[Problem statement]
Gather every line in the rows below that contains the string "blurred". Case matters.

Location labeling records
----------

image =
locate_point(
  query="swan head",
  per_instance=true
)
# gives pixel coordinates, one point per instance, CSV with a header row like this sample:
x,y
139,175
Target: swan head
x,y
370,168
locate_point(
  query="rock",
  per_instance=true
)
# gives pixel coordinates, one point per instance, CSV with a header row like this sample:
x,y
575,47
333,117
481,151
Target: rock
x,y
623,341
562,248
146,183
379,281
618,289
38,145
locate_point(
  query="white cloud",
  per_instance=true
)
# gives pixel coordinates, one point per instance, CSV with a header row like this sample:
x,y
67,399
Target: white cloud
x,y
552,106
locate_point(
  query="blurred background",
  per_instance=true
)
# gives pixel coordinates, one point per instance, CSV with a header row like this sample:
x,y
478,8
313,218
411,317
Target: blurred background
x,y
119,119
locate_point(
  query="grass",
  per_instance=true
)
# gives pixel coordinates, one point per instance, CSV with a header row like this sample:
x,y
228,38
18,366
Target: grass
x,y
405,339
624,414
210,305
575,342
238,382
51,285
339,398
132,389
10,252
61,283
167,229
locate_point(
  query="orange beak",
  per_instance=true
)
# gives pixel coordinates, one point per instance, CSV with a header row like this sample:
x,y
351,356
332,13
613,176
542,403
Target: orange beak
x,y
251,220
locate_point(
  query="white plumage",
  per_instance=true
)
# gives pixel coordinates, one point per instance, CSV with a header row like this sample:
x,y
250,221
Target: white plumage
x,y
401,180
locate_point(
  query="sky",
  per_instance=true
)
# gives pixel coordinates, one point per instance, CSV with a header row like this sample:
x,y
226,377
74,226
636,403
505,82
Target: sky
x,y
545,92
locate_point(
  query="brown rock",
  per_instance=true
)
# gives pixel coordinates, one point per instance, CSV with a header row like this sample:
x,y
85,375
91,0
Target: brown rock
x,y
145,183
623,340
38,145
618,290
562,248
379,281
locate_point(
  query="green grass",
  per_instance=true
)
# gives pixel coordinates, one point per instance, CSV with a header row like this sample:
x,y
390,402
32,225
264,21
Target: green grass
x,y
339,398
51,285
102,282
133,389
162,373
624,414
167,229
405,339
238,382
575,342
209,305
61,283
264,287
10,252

----------

[Task response]
  query="blurred background",
Target: blurred background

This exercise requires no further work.